<<<<

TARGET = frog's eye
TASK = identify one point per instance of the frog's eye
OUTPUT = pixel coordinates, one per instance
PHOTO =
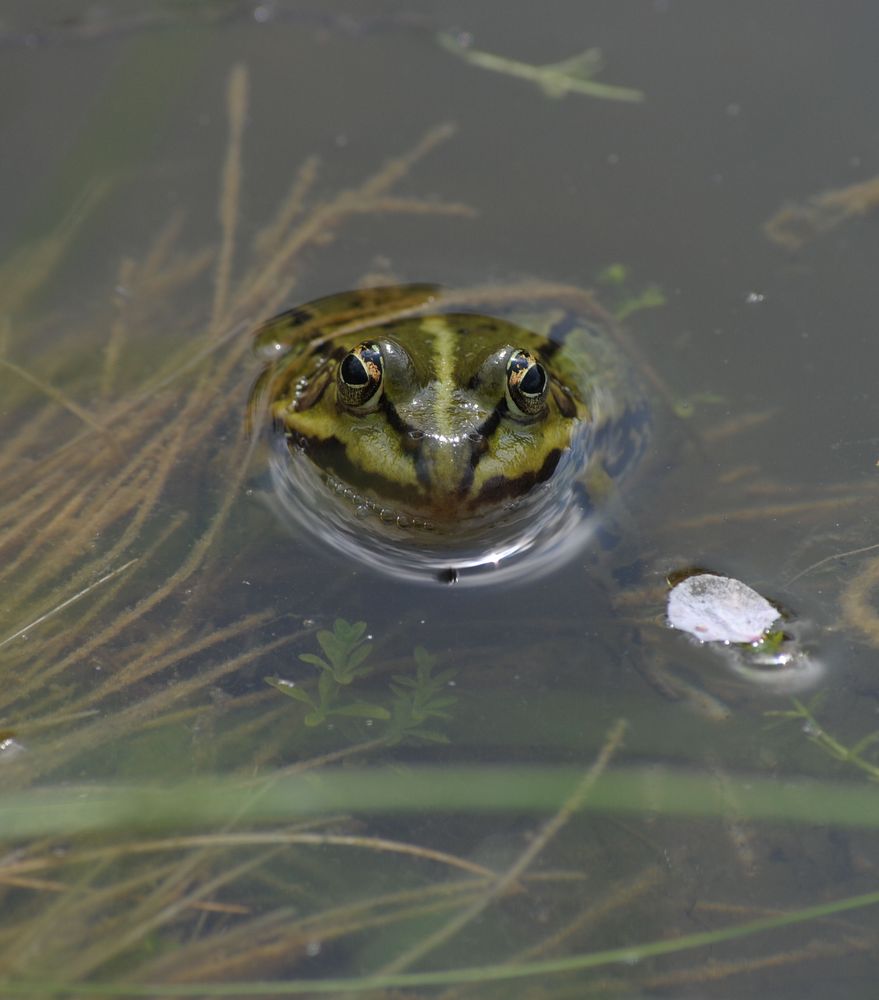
(527, 385)
(360, 377)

>>>>

» Exercise description:
Each record above should come back exactly the same, only without its pictures.

» Solution:
TARGET = frog's eye
TASK = identify one point per instance of the frog's eye
OUTPUT = pixel coordinates, one per instance
PHOTO =
(527, 385)
(360, 377)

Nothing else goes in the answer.